Xenon (Xe) and Krypton (Kr) are not “nice-to-have” commodities anymore—they’re strategic inputs for semiconductor fabs, aerospace propulsion programs, and advanced manufacturing. The challenge is that these noble gases exist at extremely low concentrations in air and are typically obtained only as trace by-products of Air Separation Units (ASUs). That reality drives two painful outcomes for end users: scarcity and price volatility.
The engineering answer is rare gas recovery: capturing “crude” Kr/Xe-rich streams and upgrading them—reliably and repeatedly—into ultra-high purity (UHP) product grades such as 6N (99.9999%).
At Fortune Gas, rare gas recovery is treated as a full process discipline—combining cryogenic engineering, purification know-how, and robust equipment design to turn bypass/purge streams into high-value assets.
In high-purity gas specifications, the “N” notation indicates the number of nines in the purity level:
6N = 99.9999% purity
That corresponds to ~1 ppm total impurities (and in many real UHP specs, key impurities are controlled down to ppb levels depending on the application and analytical method).
Why this matters: in semiconductor and propulsion contexts, the impurities you worry about are often not “bulk” contaminants, but trace poisons that can impact yield, optics, or thruster stability—especially:
Moisture (H₂O)
Oxygen (O₂)
Nitrogen (N₂)
Hydrocarbons (THC)
Engineers evaluating a recovery project should treat “6N” as more than a marketing label: it’s the outcome of tight process control, materials compatibility at cryogenic temperatures, and credible trace impurity analysis.
Rare gas recovery for Kr/Xe is typically integrated with, or downstream of, an ASU. In most industrial designs, Kr and Xe are first concentrated together in an oxygen-enriched stream and then purified using a sequence of catalytic, adsorption, and cryogenic separation steps.
In a cryogenic ASU, krypton and xenon tend to concentrate in certain oxygen-rich streams. Plants often pull a side stream (or purge) that contains:
O₂ as the dominant component
Trace to low-percentage levels of Kr/Xe (plus other minor components)
This is the starting point for rare gas recovery: you’re not “making” xenon/krypton—you’re concentrating and upgrading what the ASU already “collects” naturally.
Even tiny amounts of hydrocarbons (e.g., methane) or hydrogen in oxygen-enriched feeds can be problematic for both safety and purification performance. A catalytic oxidation stage converts these into species that are easier to remove downstream (typically CO₂ and H₂O). This “front-end cleanup” is commonly referenced in Kr/Xe recovery approaches tied to ASU oxygen-enriched streams.
Next, a pre-purification unit (often molecular sieve beds) is used to remove:
Moisture (H₂O)

* [Supplied information]
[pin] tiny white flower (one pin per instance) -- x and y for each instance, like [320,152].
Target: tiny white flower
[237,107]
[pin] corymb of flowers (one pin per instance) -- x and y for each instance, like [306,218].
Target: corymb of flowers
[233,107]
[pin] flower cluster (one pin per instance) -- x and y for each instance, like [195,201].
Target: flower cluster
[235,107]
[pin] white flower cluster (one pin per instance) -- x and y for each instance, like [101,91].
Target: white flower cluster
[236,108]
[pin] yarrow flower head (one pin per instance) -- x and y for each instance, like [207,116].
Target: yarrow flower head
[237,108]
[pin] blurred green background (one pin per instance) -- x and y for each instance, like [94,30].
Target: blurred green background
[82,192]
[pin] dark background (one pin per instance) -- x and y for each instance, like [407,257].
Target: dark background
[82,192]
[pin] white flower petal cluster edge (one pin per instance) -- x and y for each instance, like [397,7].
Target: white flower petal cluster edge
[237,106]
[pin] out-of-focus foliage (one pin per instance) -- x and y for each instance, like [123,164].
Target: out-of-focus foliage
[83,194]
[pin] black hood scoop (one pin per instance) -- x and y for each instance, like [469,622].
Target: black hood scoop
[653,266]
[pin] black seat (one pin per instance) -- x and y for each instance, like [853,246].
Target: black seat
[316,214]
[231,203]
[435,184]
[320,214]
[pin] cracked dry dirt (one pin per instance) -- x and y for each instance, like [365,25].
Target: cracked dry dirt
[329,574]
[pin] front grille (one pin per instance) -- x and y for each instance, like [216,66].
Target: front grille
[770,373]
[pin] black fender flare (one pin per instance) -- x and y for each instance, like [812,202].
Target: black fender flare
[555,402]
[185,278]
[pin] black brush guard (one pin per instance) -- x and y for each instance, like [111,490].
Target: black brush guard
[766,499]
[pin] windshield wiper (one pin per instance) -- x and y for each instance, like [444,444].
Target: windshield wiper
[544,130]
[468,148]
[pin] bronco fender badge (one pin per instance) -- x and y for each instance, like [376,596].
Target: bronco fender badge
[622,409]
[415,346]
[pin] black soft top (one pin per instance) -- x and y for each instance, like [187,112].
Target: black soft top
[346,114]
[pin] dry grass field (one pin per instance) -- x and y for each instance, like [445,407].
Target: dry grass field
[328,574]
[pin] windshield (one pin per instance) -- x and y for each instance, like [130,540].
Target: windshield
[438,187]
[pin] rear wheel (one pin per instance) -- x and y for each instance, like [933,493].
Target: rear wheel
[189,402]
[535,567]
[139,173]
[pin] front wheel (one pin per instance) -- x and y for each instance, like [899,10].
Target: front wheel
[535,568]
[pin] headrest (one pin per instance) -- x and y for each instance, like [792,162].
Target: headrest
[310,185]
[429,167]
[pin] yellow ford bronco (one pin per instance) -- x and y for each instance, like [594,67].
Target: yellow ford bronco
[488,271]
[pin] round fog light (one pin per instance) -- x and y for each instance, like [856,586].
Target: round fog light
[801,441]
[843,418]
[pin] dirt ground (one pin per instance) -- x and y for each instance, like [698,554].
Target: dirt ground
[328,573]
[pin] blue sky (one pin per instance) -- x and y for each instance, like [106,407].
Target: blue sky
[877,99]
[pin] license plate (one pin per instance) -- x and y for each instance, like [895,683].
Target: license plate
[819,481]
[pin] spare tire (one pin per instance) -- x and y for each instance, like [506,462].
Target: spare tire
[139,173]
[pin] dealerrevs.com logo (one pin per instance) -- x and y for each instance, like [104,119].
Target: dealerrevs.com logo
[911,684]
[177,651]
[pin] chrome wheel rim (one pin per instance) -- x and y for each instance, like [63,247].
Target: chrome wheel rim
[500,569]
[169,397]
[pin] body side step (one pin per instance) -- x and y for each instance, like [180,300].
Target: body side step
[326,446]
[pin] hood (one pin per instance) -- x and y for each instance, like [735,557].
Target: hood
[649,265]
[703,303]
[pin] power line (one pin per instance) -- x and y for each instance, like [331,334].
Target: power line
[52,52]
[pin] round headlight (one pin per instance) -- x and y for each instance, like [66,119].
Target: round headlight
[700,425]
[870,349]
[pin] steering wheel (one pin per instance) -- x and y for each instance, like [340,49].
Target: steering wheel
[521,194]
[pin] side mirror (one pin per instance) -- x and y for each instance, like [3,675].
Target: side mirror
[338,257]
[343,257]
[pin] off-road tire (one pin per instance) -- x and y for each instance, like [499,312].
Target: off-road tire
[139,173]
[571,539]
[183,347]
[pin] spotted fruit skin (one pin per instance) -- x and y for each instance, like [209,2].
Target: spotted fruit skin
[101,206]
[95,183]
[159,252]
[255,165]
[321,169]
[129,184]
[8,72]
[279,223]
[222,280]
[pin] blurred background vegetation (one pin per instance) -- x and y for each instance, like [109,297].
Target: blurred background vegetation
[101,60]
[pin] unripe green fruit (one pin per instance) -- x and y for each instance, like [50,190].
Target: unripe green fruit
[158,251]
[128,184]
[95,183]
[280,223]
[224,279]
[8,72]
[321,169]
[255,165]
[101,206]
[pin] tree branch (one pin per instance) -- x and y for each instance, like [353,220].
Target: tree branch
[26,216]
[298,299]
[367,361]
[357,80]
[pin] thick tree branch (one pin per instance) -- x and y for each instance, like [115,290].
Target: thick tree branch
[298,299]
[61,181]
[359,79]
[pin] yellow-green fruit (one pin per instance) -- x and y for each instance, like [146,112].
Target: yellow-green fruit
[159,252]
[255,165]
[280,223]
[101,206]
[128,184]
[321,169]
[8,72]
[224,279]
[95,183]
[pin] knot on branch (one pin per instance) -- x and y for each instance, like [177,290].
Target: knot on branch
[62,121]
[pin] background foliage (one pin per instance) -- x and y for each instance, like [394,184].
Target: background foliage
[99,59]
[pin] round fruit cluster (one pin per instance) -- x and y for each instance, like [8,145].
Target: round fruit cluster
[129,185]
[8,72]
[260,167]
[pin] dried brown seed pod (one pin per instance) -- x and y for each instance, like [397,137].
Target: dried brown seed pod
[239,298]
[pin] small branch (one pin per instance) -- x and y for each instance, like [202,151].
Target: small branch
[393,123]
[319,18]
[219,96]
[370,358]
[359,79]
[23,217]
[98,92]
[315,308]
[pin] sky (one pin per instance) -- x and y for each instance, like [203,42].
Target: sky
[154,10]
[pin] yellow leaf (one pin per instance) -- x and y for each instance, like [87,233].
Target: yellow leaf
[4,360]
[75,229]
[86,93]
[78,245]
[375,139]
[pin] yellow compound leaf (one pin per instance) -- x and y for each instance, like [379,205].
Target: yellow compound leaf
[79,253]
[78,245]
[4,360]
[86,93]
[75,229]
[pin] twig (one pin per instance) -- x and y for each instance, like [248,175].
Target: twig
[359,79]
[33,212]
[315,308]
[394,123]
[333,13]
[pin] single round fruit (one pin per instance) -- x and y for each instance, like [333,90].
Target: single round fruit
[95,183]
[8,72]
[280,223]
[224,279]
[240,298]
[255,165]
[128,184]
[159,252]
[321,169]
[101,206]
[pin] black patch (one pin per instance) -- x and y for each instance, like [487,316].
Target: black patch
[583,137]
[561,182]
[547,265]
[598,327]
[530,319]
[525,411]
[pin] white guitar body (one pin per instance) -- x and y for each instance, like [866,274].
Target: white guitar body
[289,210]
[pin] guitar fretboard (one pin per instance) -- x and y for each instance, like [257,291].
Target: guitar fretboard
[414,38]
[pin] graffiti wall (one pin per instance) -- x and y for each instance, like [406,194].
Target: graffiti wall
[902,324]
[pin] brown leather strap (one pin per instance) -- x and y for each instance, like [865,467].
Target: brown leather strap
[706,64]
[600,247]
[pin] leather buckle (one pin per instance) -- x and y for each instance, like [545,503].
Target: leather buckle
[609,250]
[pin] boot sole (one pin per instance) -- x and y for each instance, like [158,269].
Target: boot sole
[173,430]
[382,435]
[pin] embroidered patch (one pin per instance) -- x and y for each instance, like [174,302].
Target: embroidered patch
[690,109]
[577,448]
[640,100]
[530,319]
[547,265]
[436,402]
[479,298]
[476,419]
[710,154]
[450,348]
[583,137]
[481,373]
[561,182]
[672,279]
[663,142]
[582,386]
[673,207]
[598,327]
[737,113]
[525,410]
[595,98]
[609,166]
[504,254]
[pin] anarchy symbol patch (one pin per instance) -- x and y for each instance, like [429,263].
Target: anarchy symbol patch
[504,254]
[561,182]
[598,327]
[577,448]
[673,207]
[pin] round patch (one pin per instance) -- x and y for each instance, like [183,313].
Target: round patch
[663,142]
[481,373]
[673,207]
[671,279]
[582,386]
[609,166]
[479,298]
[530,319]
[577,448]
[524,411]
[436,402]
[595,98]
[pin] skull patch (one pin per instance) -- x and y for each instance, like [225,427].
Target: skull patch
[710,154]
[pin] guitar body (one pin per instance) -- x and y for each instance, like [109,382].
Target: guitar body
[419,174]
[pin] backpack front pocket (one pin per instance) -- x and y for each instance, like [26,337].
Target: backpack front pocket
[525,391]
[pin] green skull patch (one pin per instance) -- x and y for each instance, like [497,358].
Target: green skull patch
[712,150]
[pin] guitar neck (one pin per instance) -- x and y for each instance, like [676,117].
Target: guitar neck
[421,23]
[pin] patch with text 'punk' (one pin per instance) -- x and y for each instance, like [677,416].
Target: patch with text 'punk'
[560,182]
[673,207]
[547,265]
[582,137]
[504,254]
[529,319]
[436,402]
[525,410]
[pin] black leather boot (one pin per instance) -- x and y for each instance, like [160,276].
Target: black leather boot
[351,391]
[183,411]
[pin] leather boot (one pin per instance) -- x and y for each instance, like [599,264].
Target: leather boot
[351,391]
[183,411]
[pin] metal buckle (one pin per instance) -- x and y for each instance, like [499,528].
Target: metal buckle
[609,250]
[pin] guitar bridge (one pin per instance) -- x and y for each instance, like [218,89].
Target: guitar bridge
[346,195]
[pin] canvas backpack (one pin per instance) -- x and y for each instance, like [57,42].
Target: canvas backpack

* [Required actions]
1. In the xenon and krypton recovery page, why does the process include a catalytic oxidation stage?
2. Print everything in the xenon and krypton recovery page from "Xenon (Xe) and" down to "as 6N (99.9999%).".
The entries play no part in this work.

* [Per-task answers]
1. Even tiny amounts of hydrocarbons such as methane, or hydrogen, in oxygen-enriched feeds can cause problems for both safety and purification performance. The catalytic oxidation stage converts them into species that are easier to remove downstream, typically CO₂ and H₂O.

2.
Xenon (Xe) and Krypton (Kr) are not “nice-to-have” commodities anymore—they’re strategic inputs for semiconductor fabs, aerospace propulsion programs, and advanced manufacturing. The challenge is that these noble gases exist at extremely low concentrations in air and are typically obtained only as trace by-products of Air Separation Units (ASUs). That reality drives two painful outcomes for end users: scarcity and price volatility.
The engineering answer is rare gas recovery: capturing “crude” Kr/Xe-rich streams and upgrading them—reliably and repeatedly—into ultra-high purity (UHP) product grades such as 6N (99.9999%).